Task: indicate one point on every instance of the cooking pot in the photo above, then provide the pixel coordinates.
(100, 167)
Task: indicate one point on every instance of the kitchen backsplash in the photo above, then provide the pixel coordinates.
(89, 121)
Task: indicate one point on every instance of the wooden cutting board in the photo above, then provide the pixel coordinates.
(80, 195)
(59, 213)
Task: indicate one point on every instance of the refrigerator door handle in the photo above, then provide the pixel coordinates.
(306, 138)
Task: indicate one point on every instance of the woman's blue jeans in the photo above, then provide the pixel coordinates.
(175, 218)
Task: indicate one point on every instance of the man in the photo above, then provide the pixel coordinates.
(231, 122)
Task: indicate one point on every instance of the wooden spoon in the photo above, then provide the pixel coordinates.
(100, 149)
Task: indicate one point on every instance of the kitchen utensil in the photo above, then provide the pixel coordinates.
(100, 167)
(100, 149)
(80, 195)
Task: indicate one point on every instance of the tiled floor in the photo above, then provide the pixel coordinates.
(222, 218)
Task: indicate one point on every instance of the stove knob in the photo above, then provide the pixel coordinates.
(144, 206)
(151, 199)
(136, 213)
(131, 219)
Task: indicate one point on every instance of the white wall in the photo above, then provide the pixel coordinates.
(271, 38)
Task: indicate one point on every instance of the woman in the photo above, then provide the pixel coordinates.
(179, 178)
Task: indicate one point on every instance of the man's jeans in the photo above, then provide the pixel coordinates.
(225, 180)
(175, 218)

----

### What to do
Rewrite all of the records above, replacing every occurrence of "indicate" with "mark" and leaving everything else unchanged.

### Result for this task
Task: mark one point on every instance of the cooking pot in the photo above, then provide the pixel coordinates.
(100, 167)
Task: mark one point on every instance of the kitchen backsplash in the photo above, then provide the pixel coordinates.
(89, 121)
Task: mark one point on every instance of the wooden cutting board in the photo above, then provide the pixel coordinates.
(80, 195)
(59, 213)
Task: mark one point on every instance of the refrigerator door handle in the photo above, then provide the pixel coordinates.
(306, 138)
Task: mark one point on every instance of the woman's blue jeans in the photo above, then provide the pixel coordinates.
(175, 218)
Task: mark one point on every instance of the man in the photo above, then provide the pixel coordinates.
(231, 122)
Task: mark one point on every instance of the wooden spoon in the photo above, then provide the pixel coordinates.
(100, 149)
Task: mark one point on every instance of the kitchen utensil in the photo above, then provide the pixel coordinates.
(100, 167)
(100, 149)
(80, 195)
Task: mark one point on every instance of the tiled floor in the photo above, then provide the pixel coordinates.
(222, 218)
Task: mark one point on every instance of the stove knob in the photo above, then provide the pixel coordinates.
(144, 206)
(151, 199)
(136, 213)
(131, 219)
Task: mark one point on every instance of the white wall in the photo above, then provide the pixel coordinates.
(271, 38)
Task: mark one point on every instance of the woman in the photo above, then provide the pixel coordinates.
(179, 178)
Task: mark one point on every instance of the man's jeans in the photo above, then provide the pixel coordinates.
(225, 180)
(175, 218)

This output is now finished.